_WRITTEN TASK_.
Rewrite the rows below as a numbered list and drop any blank lines.
## BEGIN GIVEN DATA
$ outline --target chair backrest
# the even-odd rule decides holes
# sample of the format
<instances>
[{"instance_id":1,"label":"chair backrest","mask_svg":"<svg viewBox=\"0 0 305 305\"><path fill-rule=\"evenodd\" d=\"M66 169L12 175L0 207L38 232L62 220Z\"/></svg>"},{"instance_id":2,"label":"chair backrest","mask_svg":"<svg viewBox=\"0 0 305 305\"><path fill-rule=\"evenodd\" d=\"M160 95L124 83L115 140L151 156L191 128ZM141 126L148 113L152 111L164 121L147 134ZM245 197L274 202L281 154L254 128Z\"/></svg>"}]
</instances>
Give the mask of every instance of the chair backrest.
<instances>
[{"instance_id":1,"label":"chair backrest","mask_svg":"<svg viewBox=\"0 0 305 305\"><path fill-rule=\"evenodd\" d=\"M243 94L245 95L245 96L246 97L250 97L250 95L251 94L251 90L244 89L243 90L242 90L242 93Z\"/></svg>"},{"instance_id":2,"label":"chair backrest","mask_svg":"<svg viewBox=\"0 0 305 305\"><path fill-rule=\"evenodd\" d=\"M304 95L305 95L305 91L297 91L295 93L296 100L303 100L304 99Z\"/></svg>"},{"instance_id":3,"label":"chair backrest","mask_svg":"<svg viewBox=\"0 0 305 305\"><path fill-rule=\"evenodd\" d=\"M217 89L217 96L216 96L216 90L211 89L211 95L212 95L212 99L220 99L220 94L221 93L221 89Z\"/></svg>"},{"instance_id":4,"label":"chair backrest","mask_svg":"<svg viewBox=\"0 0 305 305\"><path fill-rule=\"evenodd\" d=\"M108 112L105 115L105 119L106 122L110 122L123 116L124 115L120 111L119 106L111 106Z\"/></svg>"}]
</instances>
## END GIVEN DATA
_ANSWER TO THE TASK_.
1. $ outline --target chair backrest
2. # the even-odd rule decides holes
3. # sample of the format
4. <instances>
5. [{"instance_id":1,"label":"chair backrest","mask_svg":"<svg viewBox=\"0 0 305 305\"><path fill-rule=\"evenodd\" d=\"M66 169L12 175L0 207L38 232L62 220Z\"/></svg>"},{"instance_id":2,"label":"chair backrest","mask_svg":"<svg viewBox=\"0 0 305 305\"><path fill-rule=\"evenodd\" d=\"M160 95L124 83L115 140L151 156L191 128ZM141 126L148 113L152 111L164 121L147 134ZM245 197L274 202L281 154L254 128Z\"/></svg>"}]
6. </instances>
7. Give the mask of every instance of the chair backrest.
8. <instances>
9. [{"instance_id":1,"label":"chair backrest","mask_svg":"<svg viewBox=\"0 0 305 305\"><path fill-rule=\"evenodd\" d=\"M243 94L245 95L245 96L246 97L250 97L250 95L251 94L251 90L244 89L243 90L242 90L242 93Z\"/></svg>"},{"instance_id":2,"label":"chair backrest","mask_svg":"<svg viewBox=\"0 0 305 305\"><path fill-rule=\"evenodd\" d=\"M304 95L305 95L305 91L297 91L295 93L296 100L303 100L304 99Z\"/></svg>"},{"instance_id":3,"label":"chair backrest","mask_svg":"<svg viewBox=\"0 0 305 305\"><path fill-rule=\"evenodd\" d=\"M217 89L217 96L216 96L216 90L211 89L211 95L212 95L212 99L220 99L220 94L221 93L221 89Z\"/></svg>"},{"instance_id":4,"label":"chair backrest","mask_svg":"<svg viewBox=\"0 0 305 305\"><path fill-rule=\"evenodd\" d=\"M108 112L105 115L105 119L106 122L110 122L123 116L124 115L120 111L119 106L111 106Z\"/></svg>"}]
10. </instances>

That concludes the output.